## Task directions
All lines from the line containing "out the plaid" up to and including the last line of the listing below should be echoed exactly; no other lines belong in the response.

## Data shown
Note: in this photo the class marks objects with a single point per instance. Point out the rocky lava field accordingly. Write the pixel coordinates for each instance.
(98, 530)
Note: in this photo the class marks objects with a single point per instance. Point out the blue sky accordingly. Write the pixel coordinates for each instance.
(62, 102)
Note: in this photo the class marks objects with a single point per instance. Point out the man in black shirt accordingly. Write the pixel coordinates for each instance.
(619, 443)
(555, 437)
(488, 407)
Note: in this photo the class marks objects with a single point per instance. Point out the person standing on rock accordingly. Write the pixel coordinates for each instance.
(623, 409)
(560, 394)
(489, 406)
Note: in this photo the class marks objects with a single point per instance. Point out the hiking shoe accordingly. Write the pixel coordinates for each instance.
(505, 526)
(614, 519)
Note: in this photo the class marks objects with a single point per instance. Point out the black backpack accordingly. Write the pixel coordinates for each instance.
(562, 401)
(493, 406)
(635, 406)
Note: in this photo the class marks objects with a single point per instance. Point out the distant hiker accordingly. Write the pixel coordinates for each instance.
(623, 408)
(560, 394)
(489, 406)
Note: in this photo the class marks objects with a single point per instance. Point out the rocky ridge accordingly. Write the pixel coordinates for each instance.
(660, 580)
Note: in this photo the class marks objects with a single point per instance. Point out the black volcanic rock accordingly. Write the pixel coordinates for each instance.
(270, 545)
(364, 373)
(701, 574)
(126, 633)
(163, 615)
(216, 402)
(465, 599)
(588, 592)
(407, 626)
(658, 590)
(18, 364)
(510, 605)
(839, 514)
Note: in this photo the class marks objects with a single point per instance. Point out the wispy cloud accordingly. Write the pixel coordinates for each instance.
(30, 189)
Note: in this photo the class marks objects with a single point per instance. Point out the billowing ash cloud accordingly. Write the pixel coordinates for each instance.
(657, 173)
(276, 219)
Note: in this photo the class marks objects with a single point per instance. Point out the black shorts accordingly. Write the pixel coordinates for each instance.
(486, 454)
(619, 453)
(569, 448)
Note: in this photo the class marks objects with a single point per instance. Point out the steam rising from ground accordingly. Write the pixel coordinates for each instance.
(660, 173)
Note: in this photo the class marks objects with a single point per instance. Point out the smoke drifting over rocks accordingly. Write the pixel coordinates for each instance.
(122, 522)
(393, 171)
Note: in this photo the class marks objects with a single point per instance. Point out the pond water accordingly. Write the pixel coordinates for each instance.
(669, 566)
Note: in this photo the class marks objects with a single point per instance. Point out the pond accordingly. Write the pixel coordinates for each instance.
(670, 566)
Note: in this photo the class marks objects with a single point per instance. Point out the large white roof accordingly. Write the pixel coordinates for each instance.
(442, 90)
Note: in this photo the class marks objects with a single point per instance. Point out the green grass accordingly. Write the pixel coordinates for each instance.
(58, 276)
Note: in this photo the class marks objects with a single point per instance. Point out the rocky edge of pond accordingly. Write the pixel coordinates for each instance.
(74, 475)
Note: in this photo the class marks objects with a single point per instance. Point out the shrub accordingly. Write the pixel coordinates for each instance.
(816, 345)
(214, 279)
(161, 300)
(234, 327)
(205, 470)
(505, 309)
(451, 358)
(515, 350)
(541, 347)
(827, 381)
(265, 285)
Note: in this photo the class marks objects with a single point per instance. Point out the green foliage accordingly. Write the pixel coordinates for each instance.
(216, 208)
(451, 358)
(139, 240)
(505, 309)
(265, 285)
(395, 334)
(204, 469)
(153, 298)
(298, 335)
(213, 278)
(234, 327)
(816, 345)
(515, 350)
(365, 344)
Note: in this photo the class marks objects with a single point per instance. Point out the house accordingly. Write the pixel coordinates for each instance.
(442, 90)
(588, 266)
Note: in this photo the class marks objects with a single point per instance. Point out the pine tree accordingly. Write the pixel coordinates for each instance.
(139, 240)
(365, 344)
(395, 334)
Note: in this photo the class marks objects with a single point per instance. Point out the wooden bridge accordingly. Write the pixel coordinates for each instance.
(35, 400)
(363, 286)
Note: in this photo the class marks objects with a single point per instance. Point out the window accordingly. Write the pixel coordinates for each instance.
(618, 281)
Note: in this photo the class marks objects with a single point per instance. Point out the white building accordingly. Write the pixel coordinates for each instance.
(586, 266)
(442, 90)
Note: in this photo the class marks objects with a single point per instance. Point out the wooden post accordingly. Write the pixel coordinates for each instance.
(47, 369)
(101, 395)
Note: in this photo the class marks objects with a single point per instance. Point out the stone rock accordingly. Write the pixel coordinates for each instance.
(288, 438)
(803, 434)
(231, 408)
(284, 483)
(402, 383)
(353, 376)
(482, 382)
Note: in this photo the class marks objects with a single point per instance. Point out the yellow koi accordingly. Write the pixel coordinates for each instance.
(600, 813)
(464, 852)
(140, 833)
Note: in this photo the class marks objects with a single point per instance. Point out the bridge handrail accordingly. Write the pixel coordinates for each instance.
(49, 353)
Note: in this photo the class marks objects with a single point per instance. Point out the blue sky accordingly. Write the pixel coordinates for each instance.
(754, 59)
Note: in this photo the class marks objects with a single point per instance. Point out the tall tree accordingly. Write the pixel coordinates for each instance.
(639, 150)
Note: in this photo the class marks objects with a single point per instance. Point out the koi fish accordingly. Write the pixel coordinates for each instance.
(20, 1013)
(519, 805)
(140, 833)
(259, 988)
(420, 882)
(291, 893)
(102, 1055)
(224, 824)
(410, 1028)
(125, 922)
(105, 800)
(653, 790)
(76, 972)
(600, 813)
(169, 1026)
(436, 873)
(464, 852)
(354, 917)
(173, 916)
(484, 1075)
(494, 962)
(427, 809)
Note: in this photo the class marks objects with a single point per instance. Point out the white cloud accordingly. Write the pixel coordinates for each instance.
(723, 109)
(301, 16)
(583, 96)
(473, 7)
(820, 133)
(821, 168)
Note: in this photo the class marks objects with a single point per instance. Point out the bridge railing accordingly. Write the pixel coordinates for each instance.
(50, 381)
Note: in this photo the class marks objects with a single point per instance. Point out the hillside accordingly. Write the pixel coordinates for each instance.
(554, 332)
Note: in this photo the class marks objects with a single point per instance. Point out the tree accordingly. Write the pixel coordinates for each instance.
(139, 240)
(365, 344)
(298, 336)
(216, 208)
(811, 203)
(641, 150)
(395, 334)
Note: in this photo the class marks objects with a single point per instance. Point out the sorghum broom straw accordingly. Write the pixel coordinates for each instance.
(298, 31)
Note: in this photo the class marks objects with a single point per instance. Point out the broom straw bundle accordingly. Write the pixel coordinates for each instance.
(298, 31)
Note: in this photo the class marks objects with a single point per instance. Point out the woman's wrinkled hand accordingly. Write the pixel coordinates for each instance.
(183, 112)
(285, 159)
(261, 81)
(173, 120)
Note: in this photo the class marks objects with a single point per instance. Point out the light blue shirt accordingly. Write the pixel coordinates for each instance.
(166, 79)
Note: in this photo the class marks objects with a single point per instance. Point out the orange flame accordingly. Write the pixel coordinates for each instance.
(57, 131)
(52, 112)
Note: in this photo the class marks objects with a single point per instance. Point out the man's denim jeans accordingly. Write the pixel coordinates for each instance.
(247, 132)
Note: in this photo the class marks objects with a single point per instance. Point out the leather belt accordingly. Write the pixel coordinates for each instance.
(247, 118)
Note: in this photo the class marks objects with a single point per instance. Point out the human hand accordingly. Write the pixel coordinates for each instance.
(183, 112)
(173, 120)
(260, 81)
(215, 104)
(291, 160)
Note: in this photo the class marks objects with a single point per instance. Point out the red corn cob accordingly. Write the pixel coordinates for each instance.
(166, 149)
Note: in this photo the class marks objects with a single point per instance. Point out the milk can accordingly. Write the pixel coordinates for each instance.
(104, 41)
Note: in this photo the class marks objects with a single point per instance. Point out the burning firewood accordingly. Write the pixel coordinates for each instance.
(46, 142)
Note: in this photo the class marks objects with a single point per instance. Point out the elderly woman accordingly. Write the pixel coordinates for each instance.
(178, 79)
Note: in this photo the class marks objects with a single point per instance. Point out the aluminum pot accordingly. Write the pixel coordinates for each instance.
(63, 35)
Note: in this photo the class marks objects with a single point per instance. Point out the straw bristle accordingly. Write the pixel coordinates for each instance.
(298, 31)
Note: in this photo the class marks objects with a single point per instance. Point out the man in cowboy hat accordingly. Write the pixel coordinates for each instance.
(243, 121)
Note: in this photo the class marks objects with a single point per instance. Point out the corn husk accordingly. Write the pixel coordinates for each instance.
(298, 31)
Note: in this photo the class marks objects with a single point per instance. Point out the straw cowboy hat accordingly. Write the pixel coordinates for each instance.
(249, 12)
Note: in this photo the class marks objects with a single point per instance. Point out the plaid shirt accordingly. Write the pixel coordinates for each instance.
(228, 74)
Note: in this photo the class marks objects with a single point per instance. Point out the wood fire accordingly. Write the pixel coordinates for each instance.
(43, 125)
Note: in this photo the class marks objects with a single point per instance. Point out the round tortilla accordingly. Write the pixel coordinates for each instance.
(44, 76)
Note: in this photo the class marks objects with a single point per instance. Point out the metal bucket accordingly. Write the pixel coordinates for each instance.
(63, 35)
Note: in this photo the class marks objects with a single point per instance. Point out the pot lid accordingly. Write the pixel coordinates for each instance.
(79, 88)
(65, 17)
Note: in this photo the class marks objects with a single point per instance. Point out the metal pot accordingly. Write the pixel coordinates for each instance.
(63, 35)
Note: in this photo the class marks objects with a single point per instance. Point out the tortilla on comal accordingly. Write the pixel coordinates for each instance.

## Finished answer
Note: in this photo the class marks objects with a single point per instance. Point out the plaid shirt accordingly. Write the pixel coordinates for each instance.
(228, 74)
Note: in this photo the class marks objects with a single point per instance. Point out the wood fire accordingly. Write the pixel coordinates for each instance.
(43, 125)
Note: in this photo the class marks objects with a single point per instance. Point out the round tortilla accordingly. Write the pixel coordinates for each instance.
(44, 76)
Note: in this photo the class marks objects with a single point per instance. Point out the metal bucket accordingly. Write the pixel coordinates for each instance.
(63, 35)
Note: in this photo the class marks objects with a single point per instance. Point out the pot lid accordingly. Write the pixel coordinates for each instance.
(79, 88)
(65, 17)
Note: in this photo the class marks objects with a single point per instance. Point out the metal pot accordingly. Write the pixel coordinates for each instance.
(63, 35)
Note: in this photo the class marks objects with a single point per instance. Point out the tortilla on comal accordingly. Write the pixel coordinates for each instance.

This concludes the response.